■ **Given text**
+ + + + +

Every week I visit at least one hospital in the course of my work. On almost every occasion I have an experience similar to the one above. The description I have given has been combined from several recent visits, and represents the average. Sometimes things are slightly better and sometimes they are worse, but I almost never regret giving myself an extra half hour to find the venue for my meeting. It is surprising how often there is no public transport taking you direct to the main entrance. The lack of thoughtful and consistent signposting is almost universal, and so is architectural disorder ranging from inconsistency to absolute chaos. Sadly, it is also a regular experience to meet reception staff who are abrupt or rude when asked for information outside their paid remit.

One thing that strikes me about these experiences is the lack of imagination they represent on the part of some managers. If a visitor like myself—healthy, alert, unrushed, and on official NHS business—finds myself disoriented and upset, what on earth must it be like for someone older, frail, anxious, unwell, and late for an outpatient appointment? Alongside a failure of imagination, I suspect there is a failure of responsibility too. I wonder how many hospitals could identify a single person who is responsible for making the overall experience of the visitor a tolerable one. Surely someone could wander around any hospital now and again with an observant eye—or even accompanied by an outsider—to make sure that everything is easy to find, and that topographical muddles are made intelligible through maps, colour codes or other aids.

SHIFTS OF DIRECTION

Thoughtful managers could no doubt make a lot of difference but the problem goes deeper than management. Almost everything I have described is a symbol—and often a direct outcome—of the way we approach health and the health service in Britain. The inadequacy of public transport and the scandalous costs of hospital parking are not an accident or a coincidence. They are the results of calculated policy decisions, and a national state of indifference to inequality. The bewildering layout of hospitals simply compounds the difficulty of getting an appointment in the first place, because of waiting lists and scarce resources. The confusion and incoherence of hospital architecture stand as metaphors for inconsistent health policies, sudden shifts of political direction and a lack of long term strategic planning. The rudeness of front line staff, albeit inexcusable, is a token of demoralisation and deprofessionalisation in the public services. Somehow the notion of providing a friendly, caring service to the public has lost out to the opposing idea that patients should be grateful for what they get.

+ + + + +

■ **Data under study**
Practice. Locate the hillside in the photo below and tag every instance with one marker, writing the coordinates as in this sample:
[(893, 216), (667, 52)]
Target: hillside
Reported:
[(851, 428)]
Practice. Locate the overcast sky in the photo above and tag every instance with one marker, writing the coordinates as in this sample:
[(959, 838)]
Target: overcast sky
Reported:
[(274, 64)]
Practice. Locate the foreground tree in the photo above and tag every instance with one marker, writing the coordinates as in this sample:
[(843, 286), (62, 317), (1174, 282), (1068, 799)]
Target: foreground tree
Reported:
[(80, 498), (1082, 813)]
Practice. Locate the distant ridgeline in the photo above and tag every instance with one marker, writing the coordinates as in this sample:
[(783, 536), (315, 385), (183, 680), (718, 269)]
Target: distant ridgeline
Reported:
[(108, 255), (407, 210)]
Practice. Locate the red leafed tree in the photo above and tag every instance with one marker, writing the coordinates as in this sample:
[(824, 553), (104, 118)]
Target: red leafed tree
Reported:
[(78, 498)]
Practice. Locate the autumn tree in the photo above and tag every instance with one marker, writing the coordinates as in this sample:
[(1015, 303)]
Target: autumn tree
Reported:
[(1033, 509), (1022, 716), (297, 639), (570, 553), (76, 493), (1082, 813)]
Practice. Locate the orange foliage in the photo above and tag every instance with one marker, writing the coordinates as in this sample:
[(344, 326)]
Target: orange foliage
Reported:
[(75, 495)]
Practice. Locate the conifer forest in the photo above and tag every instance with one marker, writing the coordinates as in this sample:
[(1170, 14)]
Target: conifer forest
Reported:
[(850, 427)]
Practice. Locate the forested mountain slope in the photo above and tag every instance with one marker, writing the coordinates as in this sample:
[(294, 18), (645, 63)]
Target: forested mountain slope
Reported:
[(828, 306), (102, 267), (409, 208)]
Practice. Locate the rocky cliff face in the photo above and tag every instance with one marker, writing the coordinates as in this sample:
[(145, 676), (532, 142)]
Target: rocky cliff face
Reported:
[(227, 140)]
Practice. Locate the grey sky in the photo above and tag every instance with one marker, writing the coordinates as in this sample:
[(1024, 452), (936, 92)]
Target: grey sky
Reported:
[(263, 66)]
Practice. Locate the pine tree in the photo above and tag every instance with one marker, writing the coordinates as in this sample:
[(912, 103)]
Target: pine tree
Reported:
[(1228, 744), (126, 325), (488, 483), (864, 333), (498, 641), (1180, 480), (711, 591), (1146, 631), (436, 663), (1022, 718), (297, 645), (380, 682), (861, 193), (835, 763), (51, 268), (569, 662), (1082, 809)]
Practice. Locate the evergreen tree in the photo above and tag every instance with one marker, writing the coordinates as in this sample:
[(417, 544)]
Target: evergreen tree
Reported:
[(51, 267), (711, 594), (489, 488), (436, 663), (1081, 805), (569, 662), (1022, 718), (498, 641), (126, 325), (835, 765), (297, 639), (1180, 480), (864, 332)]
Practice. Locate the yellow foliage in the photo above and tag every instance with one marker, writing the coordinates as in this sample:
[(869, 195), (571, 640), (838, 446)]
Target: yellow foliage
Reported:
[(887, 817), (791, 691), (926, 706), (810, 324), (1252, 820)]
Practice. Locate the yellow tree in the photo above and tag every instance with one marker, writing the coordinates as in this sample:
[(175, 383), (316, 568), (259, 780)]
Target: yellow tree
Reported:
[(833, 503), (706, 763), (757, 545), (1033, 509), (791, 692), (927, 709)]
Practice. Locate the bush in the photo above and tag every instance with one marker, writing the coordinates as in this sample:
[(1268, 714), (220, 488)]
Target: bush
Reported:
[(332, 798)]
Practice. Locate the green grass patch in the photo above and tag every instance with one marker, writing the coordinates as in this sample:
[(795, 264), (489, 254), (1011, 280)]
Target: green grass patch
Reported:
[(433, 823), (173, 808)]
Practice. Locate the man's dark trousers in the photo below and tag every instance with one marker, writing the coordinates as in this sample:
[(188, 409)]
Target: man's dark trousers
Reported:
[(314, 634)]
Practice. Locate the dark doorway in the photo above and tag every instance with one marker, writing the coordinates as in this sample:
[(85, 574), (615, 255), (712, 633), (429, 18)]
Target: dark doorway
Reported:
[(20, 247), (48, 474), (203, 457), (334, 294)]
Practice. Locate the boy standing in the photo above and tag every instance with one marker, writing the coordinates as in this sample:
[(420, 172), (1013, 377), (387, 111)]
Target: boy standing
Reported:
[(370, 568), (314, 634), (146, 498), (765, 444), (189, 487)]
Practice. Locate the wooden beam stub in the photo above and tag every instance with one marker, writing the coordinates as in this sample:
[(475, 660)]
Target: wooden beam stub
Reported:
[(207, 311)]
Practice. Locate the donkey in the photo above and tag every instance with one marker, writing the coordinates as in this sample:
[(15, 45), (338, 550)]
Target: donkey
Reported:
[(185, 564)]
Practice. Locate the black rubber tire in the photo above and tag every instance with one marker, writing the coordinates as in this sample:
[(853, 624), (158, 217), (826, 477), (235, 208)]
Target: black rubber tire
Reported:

+ + + + +

■ **Using the information**
[1] In the passage on hospital visits, how often does the writer visit a hospital for work?
[2] Please resume the passage on hospital visits right after its final sentence.
The data has no connection to the passage on hospital visits.

■ **Results in order**
[1] At least once every week.

[2]
But perhaps the explanation for these experiences lies deeper still. It often strikes me how much hospitals can resemble the diseases they are offering to treat. The peeling walls or disintegrating concrete call to mind eczema or psoriasis. The proliferation of different styles of building, spread around at random, seems like a form of metastasing cancer. The most disorienting hospital I have come across was one of London’s last remaining mental hospitals, laid out in locked and unmarked buildings over an enormous acreage of land: it took the best part of an hour to locate anyone there who was expecting me, and who knew why I had come or where I should be going. A patient who was not already feeling depersonalised, fragmented and out of control on arrival there would surely feel that way within a very short time.

Health is indivisible. It must be an illusion to think that we can make people’s bodies and minds better irrespective of the environment in which we try to do so. Patients whose moods are affected by the thoughtlessness, ugliness and impoverishment of their surroundings cannot be in a state of mind to join as partners in their treatment. If we want to convince people that we can make them better, we should be able to give them signs—in every sense—that we know where they are coming from, and where they should be going. If we mean to make the patient’s journey as painless as possible, we need to start, quite literally, at the bus stop.

Footnotes

  • Competing interests: None declared.